Rewrite the entries below, replacing every "survey tally" with "terrain log" and changing nothing else. Leave out the pictures.

[INPUT ROWS]

###

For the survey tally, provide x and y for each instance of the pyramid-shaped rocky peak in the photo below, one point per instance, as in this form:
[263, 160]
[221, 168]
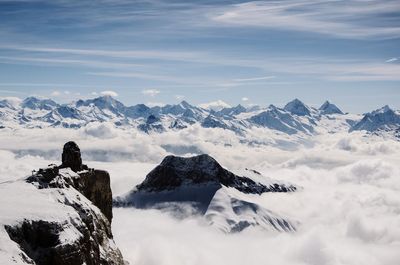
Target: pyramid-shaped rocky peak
[175, 172]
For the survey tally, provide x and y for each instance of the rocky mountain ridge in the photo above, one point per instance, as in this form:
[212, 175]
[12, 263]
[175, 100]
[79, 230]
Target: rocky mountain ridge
[68, 221]
[295, 118]
[200, 184]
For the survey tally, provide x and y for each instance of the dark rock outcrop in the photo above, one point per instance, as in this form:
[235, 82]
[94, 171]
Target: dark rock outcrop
[74, 185]
[199, 185]
[71, 157]
[176, 171]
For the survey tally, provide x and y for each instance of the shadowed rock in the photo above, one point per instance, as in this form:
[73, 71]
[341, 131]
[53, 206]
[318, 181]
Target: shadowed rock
[41, 240]
[71, 157]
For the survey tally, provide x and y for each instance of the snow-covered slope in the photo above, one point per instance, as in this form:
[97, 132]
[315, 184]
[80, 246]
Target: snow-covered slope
[58, 216]
[296, 118]
[200, 185]
[383, 119]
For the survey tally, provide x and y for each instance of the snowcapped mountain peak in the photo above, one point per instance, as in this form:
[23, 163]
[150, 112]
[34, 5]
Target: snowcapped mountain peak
[384, 109]
[9, 103]
[329, 108]
[381, 119]
[184, 104]
[211, 190]
[297, 107]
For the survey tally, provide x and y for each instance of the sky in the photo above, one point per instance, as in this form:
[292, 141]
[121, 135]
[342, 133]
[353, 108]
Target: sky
[158, 52]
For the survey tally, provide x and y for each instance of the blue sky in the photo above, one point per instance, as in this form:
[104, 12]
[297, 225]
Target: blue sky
[257, 52]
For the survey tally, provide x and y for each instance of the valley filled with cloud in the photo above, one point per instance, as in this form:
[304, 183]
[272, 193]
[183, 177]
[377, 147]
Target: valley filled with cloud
[346, 208]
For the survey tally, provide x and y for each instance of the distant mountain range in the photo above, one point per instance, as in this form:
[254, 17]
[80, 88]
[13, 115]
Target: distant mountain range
[296, 117]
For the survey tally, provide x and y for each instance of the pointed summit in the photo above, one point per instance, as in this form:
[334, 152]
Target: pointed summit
[36, 103]
[298, 108]
[329, 108]
[381, 119]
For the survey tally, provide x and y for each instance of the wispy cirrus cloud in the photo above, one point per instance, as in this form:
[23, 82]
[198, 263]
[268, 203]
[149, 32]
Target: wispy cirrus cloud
[345, 19]
[254, 79]
[151, 92]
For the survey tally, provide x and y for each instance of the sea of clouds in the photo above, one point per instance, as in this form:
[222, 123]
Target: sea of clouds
[348, 207]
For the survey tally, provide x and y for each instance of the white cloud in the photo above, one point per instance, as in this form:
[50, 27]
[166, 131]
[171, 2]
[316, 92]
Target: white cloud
[324, 17]
[55, 93]
[109, 93]
[215, 105]
[150, 92]
[179, 97]
[254, 79]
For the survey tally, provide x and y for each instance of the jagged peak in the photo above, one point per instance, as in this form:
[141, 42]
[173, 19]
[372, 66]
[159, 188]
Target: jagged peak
[329, 108]
[384, 109]
[297, 107]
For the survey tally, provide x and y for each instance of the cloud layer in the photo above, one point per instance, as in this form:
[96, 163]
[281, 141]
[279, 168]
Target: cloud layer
[348, 207]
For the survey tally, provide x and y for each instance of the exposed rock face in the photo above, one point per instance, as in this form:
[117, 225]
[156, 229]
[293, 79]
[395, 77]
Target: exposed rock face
[200, 185]
[71, 157]
[177, 171]
[83, 238]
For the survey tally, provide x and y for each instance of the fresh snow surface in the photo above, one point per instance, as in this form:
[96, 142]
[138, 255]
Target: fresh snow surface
[23, 201]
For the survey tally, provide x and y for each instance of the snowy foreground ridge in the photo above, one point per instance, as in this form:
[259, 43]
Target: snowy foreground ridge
[60, 215]
[295, 117]
[67, 217]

###

[WORKED ANSWER]
For the terrain log, provide x and y for each instance of the pyramid-shaped rocky peak in the photo below, one point per instance, as in this form:
[263, 160]
[221, 168]
Target: pyramid-shaped rocky peak
[175, 172]
For the terrain log, provide x and y for each instance of the rocky mountain ridge in the photo above, one point per instance, as in this form:
[212, 175]
[12, 263]
[175, 100]
[79, 230]
Target: rocky mountain ridge
[68, 221]
[295, 118]
[200, 184]
For the terrain log, provide x and y for each instance of the dark rock outcrop in the photo above, one point per instance, as in this form:
[235, 82]
[94, 171]
Target: dark rock outcrop
[74, 185]
[199, 185]
[71, 157]
[176, 171]
For the terrain log, provide x and y for each instance of the shadowed rock in the photo above, one point per instance, as in this form:
[73, 71]
[341, 131]
[53, 206]
[318, 181]
Target: shadowed rock
[41, 240]
[71, 157]
For the terrain log, provide x and y for each instance of the snow-covered slope in the photo above, one point per instance, as in this form:
[97, 132]
[315, 184]
[80, 246]
Target: snow-covered slope
[58, 216]
[296, 118]
[200, 185]
[383, 119]
For the terrain log, provide x and y for each instance of the snowcapped mountain peak in the photo above, one point per instance, as in this form:
[23, 163]
[150, 112]
[34, 5]
Target: snowcapped mountain peak
[384, 109]
[9, 103]
[329, 108]
[381, 119]
[184, 104]
[211, 190]
[297, 107]
For the terrain log, provide x and y for each instance of the sky in the photo above, one point per instance, as in this form:
[292, 141]
[121, 135]
[342, 133]
[353, 108]
Target: sky
[158, 52]
For the terrain log, provide x and y for each instance of the blue sky in the photo above, one point per instance, as in this form:
[104, 12]
[297, 225]
Target: blue sky
[257, 52]
For the terrain log, provide x and y for each instance of the valley filled with cloud in the photo above, one point per instance, as in this form:
[304, 183]
[272, 193]
[183, 177]
[377, 147]
Target: valley filled with cloud
[346, 208]
For the terrain log, provide x and y for each instance of the distant mountain range in the photo above, one point per instance, as in this form:
[254, 17]
[80, 88]
[13, 115]
Target: distant mountain range
[296, 117]
For the terrain log, provide x and y for each instance of the pointed summit in the photo above, one point per instance, as in this form:
[334, 152]
Target: pointed summit
[36, 103]
[298, 108]
[329, 108]
[381, 119]
For the terrain log, provide x and y for each instance of the wispy cirrus cloud in the photo above, one point per instance, as in this form:
[23, 82]
[198, 263]
[268, 203]
[149, 32]
Target: wispy cirrus cloud
[345, 19]
[254, 79]
[151, 92]
For the terrain log, provide x and y for each instance of the sea of clouds in the photo above, one point per instance, as in this form:
[222, 123]
Target: sea of clouds
[348, 207]
For the terrain log, provide x and y for each instance of the white cloud in the photo above, one point per instance, as in this form:
[50, 27]
[166, 131]
[171, 2]
[316, 92]
Target: white cloud
[324, 17]
[55, 93]
[109, 93]
[215, 105]
[150, 92]
[179, 97]
[254, 79]
For the terrain log, provide x and y for each instance of the jagged peak in the photo above, one point per instance, as in this form:
[141, 42]
[173, 19]
[372, 66]
[159, 188]
Target: jagged peak
[329, 108]
[384, 109]
[297, 107]
For the terrain log, provide x and y for each instance of the cloud layer in the photo above, one point per instance, as in this form:
[96, 163]
[281, 141]
[279, 168]
Target: cloud layer
[348, 207]
For the terrain log, provide x and y for each instance of the exposed rock face in the photo above, one point per instance, as in this form:
[117, 225]
[156, 229]
[293, 79]
[395, 77]
Target: exposed rock face
[200, 185]
[71, 157]
[177, 171]
[83, 238]
For the terrain log, provide x and y for each instance of the fresh snow surface in the photo above, one point per instance, as in this form:
[96, 142]
[138, 255]
Target: fresh snow surface
[23, 201]
For the terrain log, provide x and y for each instance of the snowy foreground ridge in the photo above, one point per instance, as in this form:
[259, 43]
Target: snowy foreground ridge
[60, 215]
[295, 117]
[67, 217]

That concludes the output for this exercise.